(THE PROBLEM)
Rewrite the passage on ethics from "Let me open" to "my talk completely.", replacing "assertions" with "claims".

(PROVIDED PASSAGE)
----
Ethics: Why Bother With Them?
Ethics: Why Bother With Them?
Let me open my discussion with an apology — I will be saying things this morning which are guaranteed to raise Unitarian hackles. First, I will be making many assertions: statements about the human condition as if they were matters of established fact. I will not be giving equal time to the other side, in traditional Unitarian Fairness. Secondly, I will be using the word "we" a good deal. This is partly a matter of style, and partly because it is easier than going through a statistical breakdown each time I want to make an observation which seems applicable to all of us, "more or less." I realize that there is probably someone in the audience to whom none of my generalizations apply. I ask this person's indulgence, and give him or her leave to ignore my talk completely.
Ethics is a difficult subject. We can ask many questions of an ethical nature, and also questions about ethics itself. Sometimes, perhaps most of the time, we lose sight of the difference between these two kinds of questions. If I stand to gain substantially because of another's lack of knowledge, the question as to whether or not I should enlighten him or her is an ethical question, of more or less poignancy depending on the degree of harm which will come to the other if he or she is not told all the facts.
Perhaps the most basic question we can ask about ethics is What are they? Are ethics rules by which one guides one's conduct? Or are ethics a set of feelings about how one is conducting oneself in the world? Or, is ethics just the activity of discussing ethics? This last question leads to another, which is the kernel around which this discussion is organized: why do we, or why should we, discuss ethics at all? I confess that I don't know exactly why I discuss ethics although I have a strong inclination to do so.
It often appears that in ethical discussion we are trying, in a very disorganized way, to develop some comprehensive guide to living, but sometimes I wonder whether the talking serves any purpose other than to temporarily purge us of uncomfortable doubts regarding our own conduct, or to provide an opportunity to indulge in some safe but righteous judgment of someone else's conduct. We are all familiar with those situations which are remote enough that we can comfortably make ethical judgments about the people involved. Most phraseology descriptive of politicians is in this line, as is most talk about the goodness and wisdom of the "common people."
Sometimes, though usually by accident, the talk threatens to touch upon how we actually conduct ourselves in the world. We then notice a slight quickening of the heartbeat, a constriction of the blood vessels, a hesitancy as to what to say next. We know that we are heading in a dangerous direction. Very often at this point a sage amongst us points out that we all have our own points of view and that it is unlikely that anyone will change their opinion. Then we talk a while about everyone's right to his or her own point of view, which usually culminates in paroxysms of mutual admiration and self-congratulation at how tolerant and open-minded we are. It is great fun, and leaves us all with a warm feeling.
Within the context of ethical discussion, this is an informal manifestation of ethical relativism, the approach to ethics which denies, or defines away the existence of moral absolutes which we often seem to want as a foundation for our personal ethical system. For me ethical relativism as criteria for the validity of an ethical system is very vague, but seems to be based on the sincerity with which the beliefs are held. In our culture, one criterion for validity has been popularized in the motto "if it feels good, do it." There is an unspoken assumption here that we will not feel good indulging in conduct which is harmful to others, and thereby adherence to the motto will automatically lead to beneficial, or at the least, harmless action. Another assumption is that if one does what feels good, then one may find oneself more often wanting to act in specifically ethical ways, such as helping disadvantaged children or other such activities.
----
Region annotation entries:

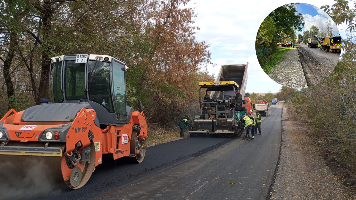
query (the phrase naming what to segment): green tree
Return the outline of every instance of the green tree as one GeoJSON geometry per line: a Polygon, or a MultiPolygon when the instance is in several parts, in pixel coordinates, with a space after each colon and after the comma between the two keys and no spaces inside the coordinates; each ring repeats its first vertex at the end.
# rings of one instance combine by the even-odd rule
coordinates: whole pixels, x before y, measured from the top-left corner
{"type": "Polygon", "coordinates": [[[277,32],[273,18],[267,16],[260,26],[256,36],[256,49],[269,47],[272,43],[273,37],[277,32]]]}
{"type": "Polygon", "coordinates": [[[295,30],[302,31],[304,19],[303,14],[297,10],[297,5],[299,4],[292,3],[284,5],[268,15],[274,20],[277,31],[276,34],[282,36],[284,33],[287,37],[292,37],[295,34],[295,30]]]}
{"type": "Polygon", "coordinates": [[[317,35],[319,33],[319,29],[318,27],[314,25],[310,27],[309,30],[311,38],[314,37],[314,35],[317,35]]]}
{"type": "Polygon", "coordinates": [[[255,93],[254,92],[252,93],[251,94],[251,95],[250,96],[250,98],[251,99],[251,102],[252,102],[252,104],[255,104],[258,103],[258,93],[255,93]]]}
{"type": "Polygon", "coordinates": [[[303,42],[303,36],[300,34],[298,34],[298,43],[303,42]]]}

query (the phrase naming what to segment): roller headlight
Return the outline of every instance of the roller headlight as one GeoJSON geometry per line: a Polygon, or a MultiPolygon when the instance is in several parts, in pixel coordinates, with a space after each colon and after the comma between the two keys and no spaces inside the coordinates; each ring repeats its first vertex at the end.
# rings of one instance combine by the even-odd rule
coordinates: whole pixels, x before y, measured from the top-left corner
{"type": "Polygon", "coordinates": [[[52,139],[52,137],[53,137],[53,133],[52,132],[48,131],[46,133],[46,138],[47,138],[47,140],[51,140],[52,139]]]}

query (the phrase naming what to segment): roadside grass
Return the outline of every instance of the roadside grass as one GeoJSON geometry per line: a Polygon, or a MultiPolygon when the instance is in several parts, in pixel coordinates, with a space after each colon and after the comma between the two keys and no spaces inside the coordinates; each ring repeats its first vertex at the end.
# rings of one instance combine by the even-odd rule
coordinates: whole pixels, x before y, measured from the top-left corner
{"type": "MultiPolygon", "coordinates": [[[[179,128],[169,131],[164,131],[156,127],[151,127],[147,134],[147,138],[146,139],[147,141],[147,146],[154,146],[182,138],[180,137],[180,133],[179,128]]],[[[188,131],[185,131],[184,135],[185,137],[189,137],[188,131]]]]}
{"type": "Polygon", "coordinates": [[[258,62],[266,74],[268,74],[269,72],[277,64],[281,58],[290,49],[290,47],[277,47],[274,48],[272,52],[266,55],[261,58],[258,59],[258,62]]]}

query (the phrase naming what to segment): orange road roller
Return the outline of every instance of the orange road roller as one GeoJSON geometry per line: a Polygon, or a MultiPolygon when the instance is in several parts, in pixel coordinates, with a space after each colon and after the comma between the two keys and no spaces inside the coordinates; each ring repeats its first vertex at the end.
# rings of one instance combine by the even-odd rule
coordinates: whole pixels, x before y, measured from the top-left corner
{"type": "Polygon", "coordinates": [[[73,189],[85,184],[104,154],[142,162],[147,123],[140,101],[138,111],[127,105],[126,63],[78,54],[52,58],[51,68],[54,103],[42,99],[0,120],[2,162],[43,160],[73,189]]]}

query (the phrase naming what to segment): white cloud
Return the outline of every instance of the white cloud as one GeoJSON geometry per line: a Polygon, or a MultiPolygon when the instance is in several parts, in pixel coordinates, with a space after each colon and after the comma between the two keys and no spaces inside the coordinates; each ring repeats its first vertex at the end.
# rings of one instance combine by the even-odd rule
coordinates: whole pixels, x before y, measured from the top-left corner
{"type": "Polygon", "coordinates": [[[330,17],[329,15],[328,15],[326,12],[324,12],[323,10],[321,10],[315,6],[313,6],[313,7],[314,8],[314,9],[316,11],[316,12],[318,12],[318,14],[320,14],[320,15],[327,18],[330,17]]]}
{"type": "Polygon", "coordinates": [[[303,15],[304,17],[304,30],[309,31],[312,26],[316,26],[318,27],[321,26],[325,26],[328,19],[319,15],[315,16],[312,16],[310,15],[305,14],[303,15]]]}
----
(ANSWER TO THE PROBLEM)
Let me open my discussion with an apology — I will be saying things this morning which are guaranteed to raise Unitarian hackles. First, I will be making many claims: statements about the human condition as if they were matters of established fact. I will not be giving equal time to the other side, in traditional Unitarian Fairness. Secondly, I will be using the word "we" a good deal. This is partly a matter of style, and partly because it is easier than going through a statistical breakdown each time I want to make an observation which seems applicable to all of us, "more or less." I realize that there is probably someone in the audience to whom none of my generalizations apply. I ask this person's indulgence, and give him or her leave to ignore my talk completely.